__GIVEN PROBLEM__
Quote every entry word for word.

━━━━━ ENTRIES PROVIDED ━━━━━

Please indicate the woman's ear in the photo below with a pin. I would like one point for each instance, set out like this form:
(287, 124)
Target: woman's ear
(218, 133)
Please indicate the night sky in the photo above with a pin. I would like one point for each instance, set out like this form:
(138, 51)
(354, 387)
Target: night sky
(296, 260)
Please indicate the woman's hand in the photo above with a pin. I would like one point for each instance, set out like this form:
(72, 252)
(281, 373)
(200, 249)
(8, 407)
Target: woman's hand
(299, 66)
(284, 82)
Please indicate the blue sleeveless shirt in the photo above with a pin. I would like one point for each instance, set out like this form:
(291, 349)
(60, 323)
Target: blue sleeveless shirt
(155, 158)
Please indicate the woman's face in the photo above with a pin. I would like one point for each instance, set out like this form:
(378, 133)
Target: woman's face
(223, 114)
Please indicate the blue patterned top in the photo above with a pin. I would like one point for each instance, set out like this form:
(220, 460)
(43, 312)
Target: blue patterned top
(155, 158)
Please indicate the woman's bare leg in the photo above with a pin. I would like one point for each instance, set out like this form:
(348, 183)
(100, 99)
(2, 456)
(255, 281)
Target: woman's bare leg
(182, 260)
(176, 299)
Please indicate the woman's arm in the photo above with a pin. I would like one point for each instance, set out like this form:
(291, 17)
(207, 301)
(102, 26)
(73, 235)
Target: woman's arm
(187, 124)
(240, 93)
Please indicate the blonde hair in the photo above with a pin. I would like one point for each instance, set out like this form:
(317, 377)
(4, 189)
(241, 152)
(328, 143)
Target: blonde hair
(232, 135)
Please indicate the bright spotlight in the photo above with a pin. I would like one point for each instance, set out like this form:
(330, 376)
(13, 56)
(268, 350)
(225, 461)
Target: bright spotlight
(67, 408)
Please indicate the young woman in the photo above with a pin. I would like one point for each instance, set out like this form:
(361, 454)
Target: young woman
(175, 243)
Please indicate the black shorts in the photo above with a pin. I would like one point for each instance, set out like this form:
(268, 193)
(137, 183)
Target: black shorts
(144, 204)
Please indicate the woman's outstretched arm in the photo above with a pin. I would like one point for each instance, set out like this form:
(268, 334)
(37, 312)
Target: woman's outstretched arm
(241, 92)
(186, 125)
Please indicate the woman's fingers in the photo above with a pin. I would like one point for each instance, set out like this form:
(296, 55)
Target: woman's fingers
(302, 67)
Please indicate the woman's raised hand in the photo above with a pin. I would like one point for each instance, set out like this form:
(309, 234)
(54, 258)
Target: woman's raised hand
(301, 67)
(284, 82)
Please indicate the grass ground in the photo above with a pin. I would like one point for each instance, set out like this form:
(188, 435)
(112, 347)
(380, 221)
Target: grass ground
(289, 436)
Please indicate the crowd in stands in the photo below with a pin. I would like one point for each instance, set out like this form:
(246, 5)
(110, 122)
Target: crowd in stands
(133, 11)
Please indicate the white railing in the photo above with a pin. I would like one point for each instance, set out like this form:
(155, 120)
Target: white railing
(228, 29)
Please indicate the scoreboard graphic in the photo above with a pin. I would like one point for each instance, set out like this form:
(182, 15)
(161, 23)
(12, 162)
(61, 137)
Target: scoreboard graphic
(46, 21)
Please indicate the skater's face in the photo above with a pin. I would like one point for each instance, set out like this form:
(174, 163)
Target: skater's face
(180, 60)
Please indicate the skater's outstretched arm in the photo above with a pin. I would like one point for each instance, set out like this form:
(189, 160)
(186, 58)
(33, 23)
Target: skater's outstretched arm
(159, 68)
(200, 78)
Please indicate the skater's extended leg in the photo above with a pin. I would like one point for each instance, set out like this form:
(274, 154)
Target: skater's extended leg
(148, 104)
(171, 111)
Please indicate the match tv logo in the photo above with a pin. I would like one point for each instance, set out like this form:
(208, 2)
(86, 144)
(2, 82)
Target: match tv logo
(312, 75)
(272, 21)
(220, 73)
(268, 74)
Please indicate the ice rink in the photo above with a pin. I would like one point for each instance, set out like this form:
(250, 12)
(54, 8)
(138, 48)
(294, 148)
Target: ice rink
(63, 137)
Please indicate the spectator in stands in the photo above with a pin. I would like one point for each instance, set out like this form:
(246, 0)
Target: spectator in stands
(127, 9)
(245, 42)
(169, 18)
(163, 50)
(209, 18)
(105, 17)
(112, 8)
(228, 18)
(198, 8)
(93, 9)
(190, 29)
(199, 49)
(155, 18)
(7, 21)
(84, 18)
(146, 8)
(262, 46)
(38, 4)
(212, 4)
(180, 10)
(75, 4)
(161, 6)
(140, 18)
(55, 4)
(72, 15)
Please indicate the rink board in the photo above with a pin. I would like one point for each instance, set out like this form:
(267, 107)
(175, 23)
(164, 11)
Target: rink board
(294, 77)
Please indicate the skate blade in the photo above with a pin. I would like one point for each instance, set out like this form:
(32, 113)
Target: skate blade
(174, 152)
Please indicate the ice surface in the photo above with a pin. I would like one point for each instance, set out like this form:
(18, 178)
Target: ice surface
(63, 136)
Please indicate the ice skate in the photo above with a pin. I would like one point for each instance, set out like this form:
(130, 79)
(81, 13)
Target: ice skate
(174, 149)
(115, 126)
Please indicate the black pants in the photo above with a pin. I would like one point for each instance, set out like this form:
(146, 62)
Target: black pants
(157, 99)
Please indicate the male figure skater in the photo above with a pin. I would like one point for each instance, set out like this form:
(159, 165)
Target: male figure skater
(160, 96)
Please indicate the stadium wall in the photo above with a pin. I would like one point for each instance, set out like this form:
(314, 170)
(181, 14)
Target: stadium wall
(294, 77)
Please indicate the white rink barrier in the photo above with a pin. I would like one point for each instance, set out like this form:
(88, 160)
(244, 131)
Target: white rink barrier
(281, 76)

━━━━━

__ANSWER__
Please indicate the woman's ear in the photo below with a pin. I would like one point for each instance, set out like this form:
(287, 124)
Target: woman's ear
(218, 133)
Please indicate the night sky in the photo above with a pin. I would like one point for each instance, set out like this form:
(138, 51)
(354, 387)
Target: night sky
(296, 260)
Please indicate the woman's hand in the photo above with a pin. I would like one point for each instance, set out like this form:
(72, 252)
(281, 373)
(200, 249)
(8, 407)
Target: woman's hand
(299, 66)
(284, 82)
Please indicate the blue sleeveless shirt in the photo above with a pin. I would like one point for each instance, set out like this form:
(291, 349)
(60, 323)
Target: blue sleeveless shirt
(155, 158)
Please indicate the woman's face in the photo above with a pin. I would like one point for each instance, set out like this form:
(378, 133)
Target: woman's face
(223, 114)
Please indicate the blue patterned top in the photo above with a pin. I would like one point for each instance, set out like this form:
(220, 460)
(43, 312)
Target: blue patterned top
(155, 158)
Please indicate the woman's bare leg in the photo above with a pin. I would like one point for each instance, set out like this form:
(348, 183)
(100, 99)
(2, 456)
(255, 281)
Target: woman's bare leg
(182, 260)
(176, 299)
Please indicate the woman's arm in the photo above with a pin. I would like one point for each instance, set out like this form:
(291, 17)
(207, 301)
(102, 26)
(73, 235)
Target: woman's arm
(187, 124)
(240, 93)
Please indicate the blonde hair in the photo above with a pin. I would like one point for each instance, set out like this form:
(317, 377)
(4, 189)
(241, 152)
(328, 143)
Target: blonde hair
(232, 135)
Please indicate the bright spotlight in the photo above with a pin. I would like one point for each instance, set out like this form:
(330, 376)
(13, 56)
(268, 350)
(225, 461)
Target: bright spotlight
(67, 408)
Please indicate the young woman in the photo above with a pin. I would like one point for each instance, set out like this form:
(361, 454)
Target: young woman
(175, 243)
Please indicate the black shorts in the photo above with a pin. I would like one point for each instance, set out like this form:
(268, 193)
(137, 183)
Target: black shorts
(144, 204)
Please indicate the woman's outstretched arm in the photo above with a pin. I would like one point for each instance, set out like this form:
(268, 334)
(37, 312)
Target: woman's outstretched arm
(241, 92)
(186, 125)
Please indicate the woman's fingers in the photo above with a pin. I would like one point for each instance, set out like this form:
(296, 55)
Target: woman's fingers
(302, 67)
Please indicate the woman's raised hand in the photo above with a pin. I would like one point for each instance, set out like this form:
(309, 234)
(54, 258)
Target: woman's raised hand
(301, 67)
(284, 82)
Please indicate the grass ground in the photo above with a pin. I would like one point for each instance, set out like this form:
(188, 435)
(112, 347)
(380, 221)
Target: grass ground
(289, 436)
Please indicate the crowd in stands in the photo below with a pin. I would like one point for each instance, set out like this form:
(246, 5)
(110, 122)
Target: crowd in stands
(133, 11)
Please indicate the white railing in the photo above with a pin. I would like one point for each instance, set out like this form:
(155, 120)
Target: white railing
(228, 29)
Please indicate the scoreboard graphic in the photo above with a pin. I would like one point for each instance, set out like this form:
(182, 15)
(161, 23)
(12, 162)
(61, 137)
Target: scoreboard graphic
(46, 21)
Please indicate the skater's face in the photo above with a pin. I would like one point for each instance, set out like this form:
(174, 163)
Target: skater's face
(180, 60)
Please indicate the skater's outstretched arm in the photo above with a pin. I would like one point for each instance, set out like this form:
(189, 160)
(186, 58)
(33, 23)
Target: skater's outstretched arm
(159, 68)
(200, 78)
Please indicate the skater's extended leg in the photo above with a pin. I would like one point for each instance, set out like this form:
(274, 154)
Target: skater's extended leg
(148, 104)
(171, 111)
Please indicate the match tv logo in the photo above with a pin. I would like one point for each instance, set out like this form:
(208, 2)
(86, 144)
(2, 82)
Target: match tv logo
(312, 75)
(272, 21)
(220, 73)
(268, 74)
Please indicate the ice rink in the photo above with a pin. I would like one point for each instance, set out like this form:
(250, 12)
(54, 8)
(138, 48)
(294, 148)
Target: ice rink
(63, 137)
Please indicate the spectator in stands in the photo above with a pin. I would like one point for each instance, set out like this form:
(246, 0)
Target: spectator in stands
(127, 9)
(245, 42)
(169, 18)
(163, 50)
(209, 18)
(105, 17)
(112, 8)
(228, 18)
(198, 8)
(93, 9)
(190, 29)
(199, 49)
(155, 18)
(7, 21)
(84, 18)
(146, 8)
(262, 46)
(38, 4)
(212, 4)
(180, 10)
(75, 4)
(161, 6)
(140, 18)
(55, 4)
(72, 15)
Please indicate the rink board in the photo above with a pin. I would like one point for each instance, set out like this form:
(267, 107)
(175, 23)
(164, 11)
Target: rink board
(294, 77)
Please indicate the skate blade in the photo above with a pin. I would like one point for each instance, set out like this form:
(32, 113)
Target: skate blade
(174, 152)
Please indicate the ice surface in the photo above with a pin. I would like one point for each instance, set out like this form:
(18, 178)
Target: ice surface
(63, 136)
Please indicate the ice skate in the photo above with a pin. I would like one point for each instance, set out like this form:
(130, 79)
(81, 13)
Target: ice skate
(174, 149)
(115, 126)
Please indicate the black pants in the photo above with a pin. I would like one point for each instance, set out like this form:
(146, 62)
Target: black pants
(157, 99)
Please indicate the male figure skater in the photo above with a pin. I would like one point for each instance, set out like this form:
(159, 165)
Target: male figure skater
(160, 96)
Please indicate the stadium wall in the photo above with a pin. I would like one point for each instance, set out like this form:
(314, 170)
(181, 14)
Target: stadium wall
(294, 77)
Please indicate the white rink barrier in the photo above with a pin. I would like one point for each instance, set out like this form:
(88, 160)
(244, 131)
Target: white rink barrier
(281, 76)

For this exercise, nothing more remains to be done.